## Extract provided
______

# Blank Pistol ?



## taddy1340 (Dec 10, 2004)

Hey guys. What model starter pistols are you using? I'm looking to pick one up and need one that's durable. Thanks for any recommendations.

Mike


----------



## cedarsedge (Sep 21, 2006)

Go to www.gunddogsupply.com or lioncountrysupply.com they have some very good modles available there. Just make sure to get one that the cylinder doesn't free spin, it will move to empty primers instead of advancing to next primmer.

Dan


----------



## stonebroke (Dec 16, 2004)

taddy1340 said:


> Hey guys. What model starter pistols are you using? I'm looking to pick one up and need one that's durable. Thanks for any recommendations.
> 
> Mike


And don't go with the cheap ones.....they don't last... They're like most things...you get what you pay for.


----------



## CDK (Aug 1, 2005)

I've heard nothing but bad about the new ALPHA primer gun that alot of places are pushing. It seems like the only good ones are the oldies. I'm look'en for a good one too so I'll be keep'en my eye on this thread.


----------



## taddy1340 (Dec 10, 2004)

Thanks for the help fellas!


----------



## jkolson (Mar 22, 2006)

I started with a dollar store cap gun, then went to a dummy launcher.


----------

______

## Exercise objective
Summarize the forum thread on starter pistols in two sentences.

[Dataset items]
______

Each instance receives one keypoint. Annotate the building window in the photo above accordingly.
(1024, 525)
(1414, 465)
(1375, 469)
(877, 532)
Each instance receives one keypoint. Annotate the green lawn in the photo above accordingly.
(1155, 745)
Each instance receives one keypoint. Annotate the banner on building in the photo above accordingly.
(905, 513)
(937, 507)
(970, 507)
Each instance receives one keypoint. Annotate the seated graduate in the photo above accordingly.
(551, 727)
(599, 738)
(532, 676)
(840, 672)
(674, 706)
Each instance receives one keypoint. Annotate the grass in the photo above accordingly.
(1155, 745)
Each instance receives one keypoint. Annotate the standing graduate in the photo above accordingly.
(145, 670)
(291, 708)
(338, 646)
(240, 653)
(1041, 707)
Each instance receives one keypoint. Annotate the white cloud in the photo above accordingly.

______

## Expected answer
A poster asks which starter pistol models others use, wanting one that is durable. Replies point to two supply websites, advise against cheap pistols and ones whose cylinder spins freely, and pass on bad reports about the new ALPHA primer gun, while one poster says he started with a dollar store cap gun and then moved to a dummy launcher.